**JOB**
Reproduce the listing below verbatim, keeping every line in its original wording and order.

─── TASK DATA

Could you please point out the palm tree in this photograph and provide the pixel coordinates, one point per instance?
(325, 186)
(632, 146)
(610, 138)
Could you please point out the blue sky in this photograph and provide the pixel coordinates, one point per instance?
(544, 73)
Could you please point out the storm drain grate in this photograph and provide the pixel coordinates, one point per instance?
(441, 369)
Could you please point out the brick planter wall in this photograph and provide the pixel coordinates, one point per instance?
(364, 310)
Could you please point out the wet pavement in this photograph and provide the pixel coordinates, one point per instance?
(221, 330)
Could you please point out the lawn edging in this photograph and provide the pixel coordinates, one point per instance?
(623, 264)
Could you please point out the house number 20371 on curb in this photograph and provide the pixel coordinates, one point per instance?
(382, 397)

──────

**CORRECT RESULT**
Could you please point out the palm tree in this photograph and provide the pixel coordinates, one point per instance?
(325, 186)
(632, 146)
(610, 138)
Could you please point out the blue sky in this photograph and provide the pixel coordinates, one point per instance?
(544, 73)
Could you please point out the storm drain grate in this photograph and provide the pixel coordinates, one point per instance?
(441, 369)
Could you please point out the brick planter wall in this photograph and provide the pixel coordinates, one point per instance?
(364, 310)
Could you please point out the wet pavement in this photograph and provide the pixel coordinates, one point per instance?
(221, 330)
Could you please point out the lawn edging in this photograph and provide the pixel coordinates, one point per instance?
(623, 264)
Could you please point out the house number 20371 on curb in this photograph and provide the pixel coordinates, one point per instance?
(382, 397)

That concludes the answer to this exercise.